(Dataset records on object locations)
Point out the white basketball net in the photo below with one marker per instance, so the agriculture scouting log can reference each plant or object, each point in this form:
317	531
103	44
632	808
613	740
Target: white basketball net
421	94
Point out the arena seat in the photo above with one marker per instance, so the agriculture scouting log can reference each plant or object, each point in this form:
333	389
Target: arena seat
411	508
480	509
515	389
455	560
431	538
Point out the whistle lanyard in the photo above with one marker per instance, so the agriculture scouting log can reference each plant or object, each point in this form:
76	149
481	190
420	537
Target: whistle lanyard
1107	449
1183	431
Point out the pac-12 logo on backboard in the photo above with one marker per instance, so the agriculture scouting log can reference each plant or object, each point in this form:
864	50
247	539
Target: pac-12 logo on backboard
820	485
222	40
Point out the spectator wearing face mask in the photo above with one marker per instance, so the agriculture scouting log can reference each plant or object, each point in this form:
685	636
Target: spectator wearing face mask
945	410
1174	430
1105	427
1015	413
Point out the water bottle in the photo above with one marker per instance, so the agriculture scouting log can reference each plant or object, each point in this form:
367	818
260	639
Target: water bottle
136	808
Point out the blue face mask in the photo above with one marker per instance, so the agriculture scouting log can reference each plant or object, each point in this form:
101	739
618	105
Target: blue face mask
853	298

** Problem description **
Output every line of the records above as a JSON list of strings, with one string per line and no blank lines.

** The response **
[
  "Point out the white basketball net in the photo below with one marker per instance, so the agriculture scouting log can reference each plant or object, each point in this form:",
  "317\t531",
  "103\t44",
  "632\t808",
  "613\t740",
  "Target: white basketball net",
  "421\t94",
  "Point out the arena seat in the photo above with one marker per instance, so the agriculture scouting log can reference each plant or object, each point in this form:",
  "333\t389",
  "Target: arena seat",
  "411\t508",
  "480\t509",
  "515\t389",
  "455\t560",
  "431\t538",
  "Point out the whistle lanyard in the photo above with one marker per instance, so the agriculture scouting log can reference each plant or object, each point in this form:",
  "76\t149",
  "481\t190",
  "420\t537",
  "Target: whistle lanyard",
  "1107\t449",
  "1183\t431",
  "Point out the pac-12 logo on backboard in the photo above with one marker per instance, so the agriculture scouting log can reference each plant or object, each point in this form:",
  "864\t50",
  "247\t539",
  "Target: pac-12 logo on backboard",
  "820\t485",
  "222\t40",
  "Point out the spectator wearing face mask in the photo above with one marker per instance, so the agriculture scouting log can reference each plant or object, each point in this form:",
  "685\t636",
  "Target: spectator wearing face mask",
  "945\t410",
  "1174\t430",
  "1105\t427",
  "1015\t413",
  "Point out the water bottle in the photo above with one marker per instance, so the agriculture scouting log can reference each plant or object, each point in this form:",
  "367\t818",
  "260\t639",
  "Target: water bottle",
  "136\t808",
  "Point out the blue face mask in the photo above with one marker per instance, so the agriculture scouting log can reference each plant or object, each point in this form:",
  "101\t739",
  "618\t105",
  "Target: blue face mask",
  "853\t298"
]